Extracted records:
▼

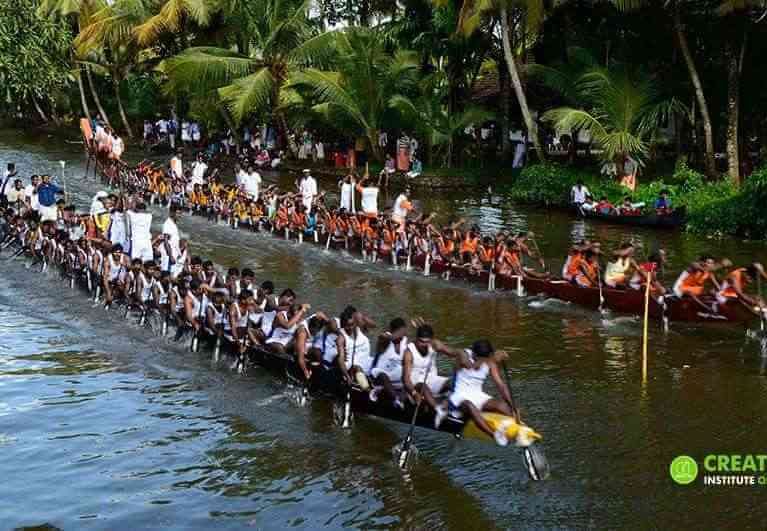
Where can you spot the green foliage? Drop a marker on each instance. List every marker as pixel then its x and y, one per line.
pixel 34 53
pixel 712 208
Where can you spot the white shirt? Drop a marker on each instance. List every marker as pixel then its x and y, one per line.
pixel 140 227
pixel 177 166
pixel 308 189
pixel 29 191
pixel 198 172
pixel 369 196
pixel 579 193
pixel 251 183
pixel 398 211
pixel 171 229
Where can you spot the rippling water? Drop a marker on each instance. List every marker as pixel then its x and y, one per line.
pixel 103 425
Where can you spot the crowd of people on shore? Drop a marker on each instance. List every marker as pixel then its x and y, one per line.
pixel 112 250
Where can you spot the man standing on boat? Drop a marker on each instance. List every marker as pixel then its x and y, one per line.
pixel 140 223
pixel 308 189
pixel 46 197
pixel 468 397
pixel 578 194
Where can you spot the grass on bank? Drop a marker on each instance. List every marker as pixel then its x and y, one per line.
pixel 713 208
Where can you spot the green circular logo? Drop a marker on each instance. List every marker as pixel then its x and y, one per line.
pixel 683 469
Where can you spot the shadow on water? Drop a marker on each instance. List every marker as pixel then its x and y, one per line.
pixel 150 436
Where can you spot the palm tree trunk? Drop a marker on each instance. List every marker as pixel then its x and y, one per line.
pixel 710 165
pixel 96 97
pixel 83 98
pixel 39 109
pixel 532 128
pixel 734 67
pixel 124 118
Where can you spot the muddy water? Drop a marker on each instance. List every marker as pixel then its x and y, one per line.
pixel 104 426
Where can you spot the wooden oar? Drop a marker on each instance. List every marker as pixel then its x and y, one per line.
pixel 601 294
pixel 535 459
pixel 348 404
pixel 407 446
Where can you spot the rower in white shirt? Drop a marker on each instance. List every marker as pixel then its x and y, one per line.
pixel 251 183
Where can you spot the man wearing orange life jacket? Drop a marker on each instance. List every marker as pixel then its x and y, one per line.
pixel 589 269
pixel 734 284
pixel 692 282
pixel 574 260
pixel 469 245
pixel 508 260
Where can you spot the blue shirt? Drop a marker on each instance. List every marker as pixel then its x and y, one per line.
pixel 46 194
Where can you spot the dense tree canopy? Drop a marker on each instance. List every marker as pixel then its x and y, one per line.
pixel 432 67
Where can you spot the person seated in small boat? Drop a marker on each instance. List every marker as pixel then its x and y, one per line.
pixel 572 265
pixel 355 358
pixel 618 272
pixel 651 266
pixel 386 372
pixel 420 375
pixel 588 204
pixel 469 245
pixel 663 203
pixel 693 281
pixel 734 285
pixel 588 275
pixel 521 240
pixel 303 341
pixel 468 398
pixel 605 207
pixel 628 208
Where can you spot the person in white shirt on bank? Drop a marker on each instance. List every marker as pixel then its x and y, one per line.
pixel 140 224
pixel 368 197
pixel 251 183
pixel 308 189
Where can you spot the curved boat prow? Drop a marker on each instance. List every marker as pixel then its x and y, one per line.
pixel 521 434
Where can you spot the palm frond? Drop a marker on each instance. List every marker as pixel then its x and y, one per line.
pixel 205 68
pixel 249 94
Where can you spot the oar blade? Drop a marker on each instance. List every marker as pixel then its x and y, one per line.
pixel 536 463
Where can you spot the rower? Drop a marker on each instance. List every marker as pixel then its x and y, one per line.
pixel 114 270
pixel 193 305
pixel 303 341
pixel 618 272
pixel 468 397
pixel 572 264
pixel 734 284
pixel 387 366
pixel 692 282
pixel 284 327
pixel 354 354
pixel 420 374
pixel 653 264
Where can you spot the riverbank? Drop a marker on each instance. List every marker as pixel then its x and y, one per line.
pixel 713 208
pixel 444 179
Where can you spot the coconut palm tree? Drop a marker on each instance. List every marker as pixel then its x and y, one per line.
pixel 621 111
pixel 108 41
pixel 470 18
pixel 282 41
pixel 75 10
pixel 361 85
pixel 434 122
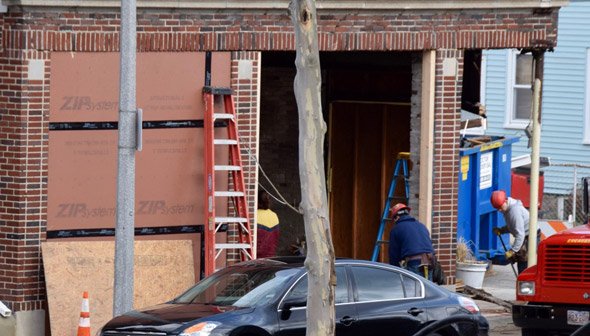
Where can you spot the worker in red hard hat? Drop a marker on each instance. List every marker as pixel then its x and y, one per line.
pixel 409 242
pixel 516 217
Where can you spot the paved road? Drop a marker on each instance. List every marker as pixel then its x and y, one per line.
pixel 499 281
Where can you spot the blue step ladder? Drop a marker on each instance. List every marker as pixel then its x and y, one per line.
pixel 401 162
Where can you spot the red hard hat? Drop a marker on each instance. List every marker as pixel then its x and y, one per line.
pixel 498 198
pixel 397 208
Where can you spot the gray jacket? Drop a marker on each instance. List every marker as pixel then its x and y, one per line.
pixel 517 222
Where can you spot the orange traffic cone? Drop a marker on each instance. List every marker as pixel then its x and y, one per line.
pixel 84 325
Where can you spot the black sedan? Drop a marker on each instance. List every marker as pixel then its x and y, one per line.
pixel 267 297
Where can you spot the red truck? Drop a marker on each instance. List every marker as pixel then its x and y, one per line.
pixel 554 295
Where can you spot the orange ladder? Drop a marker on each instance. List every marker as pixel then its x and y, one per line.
pixel 241 241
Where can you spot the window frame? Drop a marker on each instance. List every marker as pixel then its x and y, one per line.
pixel 510 120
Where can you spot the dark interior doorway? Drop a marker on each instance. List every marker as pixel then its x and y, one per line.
pixel 366 102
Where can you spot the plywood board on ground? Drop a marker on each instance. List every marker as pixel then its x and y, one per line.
pixel 163 270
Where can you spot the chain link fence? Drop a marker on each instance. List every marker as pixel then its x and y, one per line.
pixel 563 194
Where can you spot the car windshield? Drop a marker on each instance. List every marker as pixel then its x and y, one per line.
pixel 240 287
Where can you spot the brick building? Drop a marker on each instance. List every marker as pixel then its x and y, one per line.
pixel 392 81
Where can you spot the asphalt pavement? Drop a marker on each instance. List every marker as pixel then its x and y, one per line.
pixel 500 282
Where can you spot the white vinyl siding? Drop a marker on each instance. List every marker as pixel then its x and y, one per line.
pixel 565 135
pixel 519 99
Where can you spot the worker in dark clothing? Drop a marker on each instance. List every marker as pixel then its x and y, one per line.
pixel 409 242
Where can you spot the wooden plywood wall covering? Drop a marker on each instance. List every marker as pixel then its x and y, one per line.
pixel 163 270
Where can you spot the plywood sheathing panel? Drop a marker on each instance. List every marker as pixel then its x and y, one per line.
pixel 84 85
pixel 163 270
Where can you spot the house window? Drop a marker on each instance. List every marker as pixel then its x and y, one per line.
pixel 519 90
pixel 587 101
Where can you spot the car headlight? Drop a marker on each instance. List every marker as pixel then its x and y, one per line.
pixel 526 288
pixel 201 329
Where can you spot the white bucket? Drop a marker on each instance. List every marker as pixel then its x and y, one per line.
pixel 472 273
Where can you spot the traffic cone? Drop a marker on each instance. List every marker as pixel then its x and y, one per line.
pixel 84 325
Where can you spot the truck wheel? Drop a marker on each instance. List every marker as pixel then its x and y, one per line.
pixel 533 332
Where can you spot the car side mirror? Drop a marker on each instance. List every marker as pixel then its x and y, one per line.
pixel 290 303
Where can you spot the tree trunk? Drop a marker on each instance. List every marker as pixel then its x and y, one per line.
pixel 314 201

▲

PROBLEM TO WORK ON
Convert the listing above into a Markdown table with columns named Row and Line, numbering each non-blank line in order and skipping blank lines. Leave the pictures out.

FINAL RESULT
| Row | Line |
|---|---|
| 1 | Where can you spot the green foliage? Drop a marker on each instance. List every marker as pixel then its x and y, one per line. |
| 2 | pixel 34 53 |
| 3 | pixel 712 208 |
| 4 | Where can you spot the white shirt? Drop a marker on each instance. List every marker as pixel then its x and y, one per line. |
| 5 | pixel 140 227 |
| 6 | pixel 177 166 |
| 7 | pixel 308 189 |
| 8 | pixel 29 191 |
| 9 | pixel 198 172 |
| 10 | pixel 369 196 |
| 11 | pixel 579 193 |
| 12 | pixel 251 183 |
| 13 | pixel 398 211 |
| 14 | pixel 171 229 |
| 15 | Where can you spot the rippling water? Drop a marker on each instance. List every marker as pixel then its x and y, one per line. |
| 16 | pixel 103 425 |
| 17 | Where can you spot the crowd of people on shore? Drop a marker on each instance. List every marker as pixel then its x and y, one per line. |
| 18 | pixel 112 250 |
| 19 | Where can you spot the man standing on boat? Drop a marker on each instance. List every marker as pixel then its x and y, one per line. |
| 20 | pixel 140 223 |
| 21 | pixel 308 189 |
| 22 | pixel 46 197 |
| 23 | pixel 468 397 |
| 24 | pixel 578 194 |
| 25 | Where can you spot the grass on bank? Drop a marker on each instance. List every marker as pixel then its x and y, one per line. |
| 26 | pixel 713 208 |
| 27 | Where can you spot the green circular logo? Drop a marker on each instance. List every marker as pixel then its x and y, one per line. |
| 28 | pixel 683 469 |
| 29 | Where can you spot the shadow on water? Drop a marker on each instance. List every marker as pixel then its x and y, one per line. |
| 30 | pixel 150 436 |
| 31 | Where can you spot the palm tree trunk? Drop a marker on each instance. List every marker as pixel then its x and y, one per line. |
| 32 | pixel 710 165 |
| 33 | pixel 96 97 |
| 34 | pixel 83 98 |
| 35 | pixel 39 109 |
| 36 | pixel 532 128 |
| 37 | pixel 734 67 |
| 38 | pixel 124 118 |
| 39 | Where can you spot the muddy water? Drop a marker on each instance. List every marker as pixel then its x and y, one per line. |
| 40 | pixel 104 426 |
| 41 | Where can you spot the wooden oar? Drop a marker on each instance. List every marker as pixel then its x and y, one per line. |
| 42 | pixel 601 294 |
| 43 | pixel 535 459 |
| 44 | pixel 348 404 |
| 45 | pixel 407 446 |
| 46 | Where can you spot the rower in white shirt? Drop a marker on each instance. List every marker as pixel then its x and y, one per line. |
| 47 | pixel 251 183 |
| 48 | Where can you spot the man wearing orange life jacket? Drop a marker on each instance. List every marker as pixel then its x and y, one per line. |
| 49 | pixel 589 269 |
| 50 | pixel 734 284 |
| 51 | pixel 692 282 |
| 52 | pixel 574 260 |
| 53 | pixel 469 245 |
| 54 | pixel 508 260 |
| 55 | Where can you spot the blue shirt? Drop a marker on each instance. List every marker as pixel then its x and y, one per line. |
| 56 | pixel 46 194 |
| 57 | Where can you spot the dense tree canopy? Drop a marker on each instance. List every marker as pixel then its x and y, one per line. |
| 58 | pixel 432 67 |
| 59 | Where can you spot the person seated in small boat? Drop a marker on each instance. List every marker as pixel then its x and y, one per line. |
| 60 | pixel 572 265 |
| 61 | pixel 355 358 |
| 62 | pixel 618 272 |
| 63 | pixel 651 266 |
| 64 | pixel 386 372 |
| 65 | pixel 420 375 |
| 66 | pixel 588 204 |
| 67 | pixel 469 245 |
| 68 | pixel 663 203 |
| 69 | pixel 693 281 |
| 70 | pixel 734 285 |
| 71 | pixel 588 275 |
| 72 | pixel 521 240 |
| 73 | pixel 303 341 |
| 74 | pixel 468 398 |
| 75 | pixel 605 207 |
| 76 | pixel 628 208 |
| 77 | Where can you spot the person in white shirt on bank? Drop a marker on each instance. List every marker as pixel then its x and y, one per line. |
| 78 | pixel 140 224 |
| 79 | pixel 368 197 |
| 80 | pixel 251 183 |
| 81 | pixel 308 189 |
| 82 | Where can you spot the curved boat prow? Drop a marker on each instance. List every marker as pixel then its x and y, one per line. |
| 83 | pixel 521 434 |
| 84 | Where can you spot the palm frond? Drop a marker on each instance. List every marker as pixel then its x and y, one per line. |
| 85 | pixel 205 68 |
| 86 | pixel 249 94 |
| 87 | Where can you spot the oar blade? Drop a marker on each instance. List every marker as pixel then its x and y, one per line. |
| 88 | pixel 536 463 |
| 89 | Where can you spot the rower? Drop a marker on each instance. List every marker as pixel then its x and y, one per line. |
| 90 | pixel 114 270 |
| 91 | pixel 193 305 |
| 92 | pixel 303 341 |
| 93 | pixel 618 272 |
| 94 | pixel 468 397 |
| 95 | pixel 572 264 |
| 96 | pixel 734 284 |
| 97 | pixel 387 366 |
| 98 | pixel 692 282 |
| 99 | pixel 284 327 |
| 100 | pixel 354 354 |
| 101 | pixel 420 374 |
| 102 | pixel 653 264 |
| 103 | Where can you spot the riverbank? Drop a marker on each instance. List every marker as pixel then its x and y, one per line. |
| 104 | pixel 713 208 |
| 105 | pixel 444 179 |
| 106 | Where can you spot the coconut palm tree? Drop a marker on each instance. List every marker as pixel then its x and y, one per line. |
| 107 | pixel 621 111 |
| 108 | pixel 108 41 |
| 109 | pixel 470 18 |
| 110 | pixel 282 41 |
| 111 | pixel 75 10 |
| 112 | pixel 361 85 |
| 113 | pixel 434 122 |
| 114 | Where can you spot the worker in red hard hat? Drop a marker on each instance. List every marker as pixel then its x and y, one per line. |
| 115 | pixel 409 242 |
| 116 | pixel 516 217 |
| 117 | Where can you spot the paved road? Drop a marker on each instance. List every marker as pixel then its x and y, one per line. |
| 118 | pixel 499 281 |
| 119 | Where can you spot the blue step ladder? Drop a marker on each instance. List every marker as pixel then its x and y, one per line. |
| 120 | pixel 401 162 |
| 121 | Where can you spot the red hard hat? Drop a marker on each instance. List every marker as pixel then its x and y, one per line. |
| 122 | pixel 498 198 |
| 123 | pixel 397 208 |
| 124 | Where can you spot the gray jacket? Drop a marker on each instance. List every marker as pixel then its x and y, one per line. |
| 125 | pixel 517 222 |
| 126 | Where can you spot the orange traffic cone? Drop a marker on each instance. List every marker as pixel then its x and y, one per line. |
| 127 | pixel 84 325 |
| 128 | Where can you spot the black sedan? Drop a marker on each instance. List every marker as pixel then its x and y, one per line. |
| 129 | pixel 267 297 |
| 130 | Where can you spot the red truck? Drop a marker on each instance. List every marker as pixel then its x and y, one per line. |
| 131 | pixel 554 295 |
| 132 | Where can you spot the orange ladder? Drop a marker on each instance. List every marker as pixel then its x and y, one per line. |
| 133 | pixel 241 241 |
| 134 | Where can you spot the window frame? Drop a marker on each instance. List every marker as pixel then its x and y, one per line. |
| 135 | pixel 510 120 |
| 136 | Where can you spot the dark interior doorway? Drop a marker on each instance. List every marker as pixel then its x and y, one per line. |
| 137 | pixel 366 102 |
| 138 | Where can you spot the plywood board on ground? Drop a marker on each instance. List every marker as pixel then its x and y, one per line. |
| 139 | pixel 163 270 |
| 140 | Where can you spot the chain link fence? Drop a marker on each instance. List every marker as pixel then its x and y, one per line. |
| 141 | pixel 563 194 |
| 142 | Where can you spot the car windshield? Drop a marker on each instance. List every marker as pixel then its x and y, one per line. |
| 143 | pixel 240 287 |
| 144 | Where can you spot the brick building? Drop a marker on each instance. List every marker as pixel then its x and y, one per line. |
| 145 | pixel 392 81 |
| 146 | Where can you spot the asphalt pavement? Drop a marker on each instance. List every marker as pixel then its x and y, one per line. |
| 147 | pixel 500 282 |
| 148 | Where can you spot the white vinyl siding? Drop a marker on each instance. List every marker as pixel then its x and y, one per line. |
| 149 | pixel 565 135 |
| 150 | pixel 519 99 |
| 151 | Where can you spot the worker in dark clothing? Drop a marker on each instance. List every marker as pixel then its x and y, one per line. |
| 152 | pixel 409 242 |
| 153 | Where can you spot the wooden plywood wall covering? Drop a marker on each instance. List every marker as pixel then its x and y, one per line. |
| 154 | pixel 163 270 |
| 155 | Where can you spot the plywood sheathing panel? Drop a marker on each instance. List every marker as pixel then its x and y, one per line. |
| 156 | pixel 84 85 |
| 157 | pixel 163 270 |
| 158 | Where can you spot the house window? Drop a marker on each instance. List every marker as pixel then its x and y, one per line. |
| 159 | pixel 519 90 |
| 160 | pixel 587 101 |
| 161 | Where can you spot the car headlight? Drop a marker on each instance. List every marker as pixel then its x and y, one per line. |
| 162 | pixel 526 288 |
| 163 | pixel 201 329 |
| 164 | Where can you spot the white bucket? Drop a marker on each instance. List every marker as pixel then its x and y, one per line. |
| 165 | pixel 472 273 |
| 166 | Where can you spot the traffic cone? Drop a marker on each instance. List every marker as pixel then its x and y, one per line. |
| 167 | pixel 84 325 |
| 168 | Where can you spot the truck wheel? Drop a marker on each instance. List every marker as pixel then its x and y, one per line. |
| 169 | pixel 533 332 |
| 170 | Where can you spot the car side mirror? Drop a marker on each instance. List every marker as pixel then its x and y, one per line. |
| 171 | pixel 290 303 |
| 172 | Where can you spot the tree trunk? Drop a marker on each instance. List every marker as pixel then its x and y, one per line. |
| 173 | pixel 314 201 |